What you will do |
Transcribe only part of the material below: the lines from the one containing "Target: cake crumb texture" through the one containing "Target: yellow background", inclusive, exactly as written.

Data shown |
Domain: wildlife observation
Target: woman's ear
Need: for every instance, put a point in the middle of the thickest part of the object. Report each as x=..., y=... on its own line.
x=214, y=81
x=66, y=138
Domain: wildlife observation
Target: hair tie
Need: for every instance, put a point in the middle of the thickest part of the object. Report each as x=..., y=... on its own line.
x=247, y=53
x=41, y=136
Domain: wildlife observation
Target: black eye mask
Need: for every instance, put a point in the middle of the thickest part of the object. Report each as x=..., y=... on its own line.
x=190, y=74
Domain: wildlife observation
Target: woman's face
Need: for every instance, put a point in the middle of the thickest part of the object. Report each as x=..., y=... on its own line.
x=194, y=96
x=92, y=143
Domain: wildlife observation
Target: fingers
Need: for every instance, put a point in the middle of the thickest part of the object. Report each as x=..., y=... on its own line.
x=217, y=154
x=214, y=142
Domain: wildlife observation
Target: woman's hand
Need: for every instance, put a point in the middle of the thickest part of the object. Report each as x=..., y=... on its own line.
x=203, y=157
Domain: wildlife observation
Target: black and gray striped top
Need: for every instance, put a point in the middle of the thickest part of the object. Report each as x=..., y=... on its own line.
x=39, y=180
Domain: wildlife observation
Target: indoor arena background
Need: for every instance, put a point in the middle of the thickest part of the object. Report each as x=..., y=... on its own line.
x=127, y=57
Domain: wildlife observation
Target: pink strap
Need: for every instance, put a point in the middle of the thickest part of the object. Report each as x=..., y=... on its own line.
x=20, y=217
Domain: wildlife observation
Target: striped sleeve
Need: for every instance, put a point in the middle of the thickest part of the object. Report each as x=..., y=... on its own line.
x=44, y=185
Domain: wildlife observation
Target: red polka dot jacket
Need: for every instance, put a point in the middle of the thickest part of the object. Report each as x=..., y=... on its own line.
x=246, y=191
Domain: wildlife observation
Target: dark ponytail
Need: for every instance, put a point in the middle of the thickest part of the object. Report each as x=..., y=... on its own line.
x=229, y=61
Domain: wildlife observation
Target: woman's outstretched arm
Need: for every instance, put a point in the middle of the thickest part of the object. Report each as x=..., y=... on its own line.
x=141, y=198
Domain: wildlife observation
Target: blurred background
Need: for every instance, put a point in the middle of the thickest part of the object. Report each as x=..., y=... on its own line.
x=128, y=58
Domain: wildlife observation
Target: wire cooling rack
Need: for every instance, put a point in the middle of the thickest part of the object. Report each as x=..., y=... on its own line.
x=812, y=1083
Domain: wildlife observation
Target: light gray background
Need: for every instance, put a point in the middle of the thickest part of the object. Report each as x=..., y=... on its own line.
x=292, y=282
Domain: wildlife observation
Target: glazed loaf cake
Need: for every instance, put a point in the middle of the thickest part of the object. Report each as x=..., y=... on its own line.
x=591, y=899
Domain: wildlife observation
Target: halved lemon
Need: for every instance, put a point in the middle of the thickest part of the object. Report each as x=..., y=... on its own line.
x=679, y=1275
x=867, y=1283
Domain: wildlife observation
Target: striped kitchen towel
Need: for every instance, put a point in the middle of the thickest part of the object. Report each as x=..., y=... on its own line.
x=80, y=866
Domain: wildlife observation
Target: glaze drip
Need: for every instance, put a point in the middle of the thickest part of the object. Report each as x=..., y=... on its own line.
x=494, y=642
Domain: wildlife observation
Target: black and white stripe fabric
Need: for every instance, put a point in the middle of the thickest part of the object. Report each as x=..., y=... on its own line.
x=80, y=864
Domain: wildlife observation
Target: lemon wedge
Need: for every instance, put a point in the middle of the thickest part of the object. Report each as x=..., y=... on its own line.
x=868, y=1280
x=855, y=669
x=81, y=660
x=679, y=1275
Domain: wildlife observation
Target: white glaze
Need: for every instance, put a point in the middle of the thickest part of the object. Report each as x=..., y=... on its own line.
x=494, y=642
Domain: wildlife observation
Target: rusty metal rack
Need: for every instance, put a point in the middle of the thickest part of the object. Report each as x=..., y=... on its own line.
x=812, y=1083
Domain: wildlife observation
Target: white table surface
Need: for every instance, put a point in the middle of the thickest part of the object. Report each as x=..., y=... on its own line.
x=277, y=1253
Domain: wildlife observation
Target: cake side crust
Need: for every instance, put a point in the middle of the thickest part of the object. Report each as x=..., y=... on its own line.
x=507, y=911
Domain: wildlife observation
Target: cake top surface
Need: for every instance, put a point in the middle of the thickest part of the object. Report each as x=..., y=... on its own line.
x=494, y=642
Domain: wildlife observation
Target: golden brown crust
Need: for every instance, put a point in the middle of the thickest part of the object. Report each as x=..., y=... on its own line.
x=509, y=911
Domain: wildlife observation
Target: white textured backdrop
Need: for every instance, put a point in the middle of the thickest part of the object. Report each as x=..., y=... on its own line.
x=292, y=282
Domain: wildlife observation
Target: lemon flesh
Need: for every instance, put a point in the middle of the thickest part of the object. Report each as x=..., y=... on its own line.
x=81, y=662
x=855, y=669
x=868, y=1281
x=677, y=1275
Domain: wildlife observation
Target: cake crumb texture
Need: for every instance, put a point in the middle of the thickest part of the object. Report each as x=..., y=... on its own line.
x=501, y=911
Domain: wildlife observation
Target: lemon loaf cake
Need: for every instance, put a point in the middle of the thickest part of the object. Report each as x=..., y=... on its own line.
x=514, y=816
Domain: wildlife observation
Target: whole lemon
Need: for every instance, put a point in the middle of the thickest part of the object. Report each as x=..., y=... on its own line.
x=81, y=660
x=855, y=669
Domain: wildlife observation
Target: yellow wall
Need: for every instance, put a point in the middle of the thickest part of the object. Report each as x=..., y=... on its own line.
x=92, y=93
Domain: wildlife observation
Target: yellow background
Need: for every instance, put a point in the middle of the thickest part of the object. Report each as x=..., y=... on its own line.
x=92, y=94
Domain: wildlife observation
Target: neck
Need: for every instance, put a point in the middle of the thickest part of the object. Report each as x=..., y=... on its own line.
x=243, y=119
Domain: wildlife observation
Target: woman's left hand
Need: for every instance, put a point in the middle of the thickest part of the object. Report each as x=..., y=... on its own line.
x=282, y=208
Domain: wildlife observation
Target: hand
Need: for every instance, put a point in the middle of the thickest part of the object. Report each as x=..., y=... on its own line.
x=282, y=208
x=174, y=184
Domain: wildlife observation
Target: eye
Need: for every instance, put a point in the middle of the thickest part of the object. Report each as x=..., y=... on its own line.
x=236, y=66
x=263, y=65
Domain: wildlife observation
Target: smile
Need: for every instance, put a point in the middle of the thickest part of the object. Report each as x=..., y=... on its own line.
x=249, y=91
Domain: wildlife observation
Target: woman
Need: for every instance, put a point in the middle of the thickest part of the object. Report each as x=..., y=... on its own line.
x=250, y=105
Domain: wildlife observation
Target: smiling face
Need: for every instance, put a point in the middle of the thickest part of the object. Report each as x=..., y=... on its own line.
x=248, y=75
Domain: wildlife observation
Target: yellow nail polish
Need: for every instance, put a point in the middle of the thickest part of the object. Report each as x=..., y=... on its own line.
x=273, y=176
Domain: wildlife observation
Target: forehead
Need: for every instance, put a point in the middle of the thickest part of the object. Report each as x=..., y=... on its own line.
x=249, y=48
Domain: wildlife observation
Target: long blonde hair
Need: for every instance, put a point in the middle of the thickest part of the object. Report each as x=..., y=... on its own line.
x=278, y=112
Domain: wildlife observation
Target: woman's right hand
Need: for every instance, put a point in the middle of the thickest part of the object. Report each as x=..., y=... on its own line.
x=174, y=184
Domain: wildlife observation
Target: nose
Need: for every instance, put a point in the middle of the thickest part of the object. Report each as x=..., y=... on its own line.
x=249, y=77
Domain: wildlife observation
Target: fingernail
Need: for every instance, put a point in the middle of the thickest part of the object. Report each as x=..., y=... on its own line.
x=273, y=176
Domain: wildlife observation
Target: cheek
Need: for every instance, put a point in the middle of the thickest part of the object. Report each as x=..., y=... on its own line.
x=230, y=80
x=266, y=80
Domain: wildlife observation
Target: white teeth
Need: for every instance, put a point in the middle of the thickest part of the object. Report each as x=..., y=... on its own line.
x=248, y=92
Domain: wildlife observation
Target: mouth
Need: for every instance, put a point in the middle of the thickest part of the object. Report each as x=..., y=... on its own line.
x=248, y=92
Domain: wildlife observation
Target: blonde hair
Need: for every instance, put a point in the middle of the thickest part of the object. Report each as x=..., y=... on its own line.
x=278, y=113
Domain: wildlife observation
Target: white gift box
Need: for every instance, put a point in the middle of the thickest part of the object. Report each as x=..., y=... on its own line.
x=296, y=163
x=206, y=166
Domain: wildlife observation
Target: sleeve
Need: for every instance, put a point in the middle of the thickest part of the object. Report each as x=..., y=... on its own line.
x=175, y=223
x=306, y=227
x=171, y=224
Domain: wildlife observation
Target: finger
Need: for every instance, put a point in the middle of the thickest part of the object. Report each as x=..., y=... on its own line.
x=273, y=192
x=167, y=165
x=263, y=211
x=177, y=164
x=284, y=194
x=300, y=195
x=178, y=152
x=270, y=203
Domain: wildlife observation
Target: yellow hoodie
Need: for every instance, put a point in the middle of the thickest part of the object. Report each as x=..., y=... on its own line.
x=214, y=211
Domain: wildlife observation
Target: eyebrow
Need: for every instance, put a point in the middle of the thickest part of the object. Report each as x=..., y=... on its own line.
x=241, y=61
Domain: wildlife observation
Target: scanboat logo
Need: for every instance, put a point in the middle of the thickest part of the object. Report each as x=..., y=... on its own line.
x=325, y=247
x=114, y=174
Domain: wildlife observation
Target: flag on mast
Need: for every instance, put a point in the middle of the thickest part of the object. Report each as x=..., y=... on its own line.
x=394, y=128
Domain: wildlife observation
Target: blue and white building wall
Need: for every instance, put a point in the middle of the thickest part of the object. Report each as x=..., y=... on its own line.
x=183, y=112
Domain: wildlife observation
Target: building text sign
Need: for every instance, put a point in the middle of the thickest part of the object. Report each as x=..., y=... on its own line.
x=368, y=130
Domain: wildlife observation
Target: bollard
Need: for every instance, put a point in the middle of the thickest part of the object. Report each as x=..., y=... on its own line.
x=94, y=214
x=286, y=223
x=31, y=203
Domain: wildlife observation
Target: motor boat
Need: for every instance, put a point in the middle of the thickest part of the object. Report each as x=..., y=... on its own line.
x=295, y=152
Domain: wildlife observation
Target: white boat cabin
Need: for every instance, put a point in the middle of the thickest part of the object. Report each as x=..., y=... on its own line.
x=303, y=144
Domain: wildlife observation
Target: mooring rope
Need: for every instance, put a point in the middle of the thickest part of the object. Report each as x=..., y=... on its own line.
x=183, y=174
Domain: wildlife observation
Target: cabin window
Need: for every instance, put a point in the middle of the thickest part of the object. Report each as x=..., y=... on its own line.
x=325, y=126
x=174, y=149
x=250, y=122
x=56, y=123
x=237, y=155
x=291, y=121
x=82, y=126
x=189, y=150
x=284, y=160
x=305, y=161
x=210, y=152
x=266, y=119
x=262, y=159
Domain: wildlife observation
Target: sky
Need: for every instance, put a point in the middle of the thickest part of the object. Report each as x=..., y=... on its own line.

Reply |
Target: cake crumb texture
Need: for every instance, put a point in the middle of the thickest part of the object. Report each as x=..., y=... on its own line.
x=501, y=911
Domain: wildlife observation
Target: lemon loaf cake
Need: for every instance, put a point in the middle of the thickest part of the object. Report each as x=..., y=... on its own line.
x=514, y=816
Domain: wildlife observation
Target: whole lemon
Need: for every instance, put a point in the middle of the thickest part of the object. Report each as x=..., y=... on its own line.
x=81, y=660
x=855, y=669
Domain: wildlife observation
Target: yellow wall
Need: for every instance, put a point in the middle of the thickest part of the object. Report each as x=..., y=... on its own line.
x=92, y=93
Domain: wildlife observation
Target: yellow background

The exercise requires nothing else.